--- Start Reading text ---
After the tour of the Experience center, Taylor was then presented details for her transition to similar seats in the new stadium. While she was familiar of PSLs and their presence in the new stadium, she best describes the numbers they showed with financing options as "very daunting", and something she, along with a number of others, were not prepared for.

"The seats were very expensive, not even including what your Season Tickets cost. If you were going to finance it, it adds an additional almost $12,000 on to the PSL. It was $20,000 per-seat, so it came up to $52,000 if you were going to finance it. Then the season tickets ended up being a 25% increase over what I'm paying now, so it would have been about $63,000 for the PSL, and then my first year of season tickets. And they couldn't guarantee the tickets would not be going up."

"I sat there, and I thought about how our season tickets are four generations, starting off with my grandfather, my dad, myself and my nieces and nephews, and I was like, 'We can't do this.' It was upsetting, and there were no other options given to us."

Taylor adds if she and her family are interested in moving the seats into another section of the new stadium, they would not get a chance to look at those options until after the other Season Ticket holders in that section have gone through their search for tickets.

Where Taylor feels a bit lucky is she does have two additional Season Tickets in the 100 levels that her nieces and nephews currently sit in. She says her family is currently expecting a June timeframe to get their tour of the Stadium Experience for those seats, where she could get four seats there.

However, when she asked about pricing about those seats, the reps at the Experience center would not give her any information in regards to that.

While it is still early in the process, the prices Taylor was presented with for her club seats has her worried that not only will PSL prices price her out of all her seats, but they will also price other Bills fans out as well.

"The gentleman that I spoke to was actually asking me, 'What do you think you could pay?', which I thought was kind of odd. I don't know what to expect, but I do feel they are pricing people out from the Buffalo area. It's just disappointing," Taylor said. "For so long, you heard about your seniority. So seniority goes back to 1977, and that was very prestigious, and you're really proud of it, and four generations. It doesn't matter at all."

Like many Bills fans in Western New York, the team has become an integral part of families, especially when it comes to Sundays during the football season. Taylor says if her family has to come to the decision to not move forward with Season Tickets in the new stadium, it would be disappointing.

"Four generations, I get to spend time with my nieces and nephews. That's precious moments that we have and many memories. But life is expensive right now, and there's so many things to factor," she said. "I couldn't justify $40,000 in a club for heat and being covered, because that's all you really got. It will be very disappointing if there's no other options given to us."

It wasn't long after her tour of the Stadium Experience center that Taylor take to Facebook to share her experience with the recently created page, Buffalo Bills New Stadium: Season Ticket Holder Discussion Board. The page was created in light of fellow Season Ticket holders simply looking for more information on what to expect when they take their tour of the Experience center down the road.
--- End Reading text ---
--- Start Source data ---
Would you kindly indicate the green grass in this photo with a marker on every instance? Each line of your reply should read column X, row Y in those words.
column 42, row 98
--- End Source data ---
* [Problem requirements]
Copy the season ticket article starting with "Taylor adds if" and going on through "four seats there.", renaming "nieces and nephews" as "younger relatives". The lines after the season ticket article aren't needed.

* [Full response]
Taylor adds if she and her family are interested in moving the seats into another section of the new stadium, they would not get a chance to look at those options until after the other Season Ticket holders in that section have gone through their search for tickets.

Where Taylor feels a bit lucky is she does have two additional Season Tickets in the 100 levels that her younger relatives currently sit in. She says her family is currently expecting a June timeframe to get their tour of the Stadium Experience for those seats, where she could get four seats there.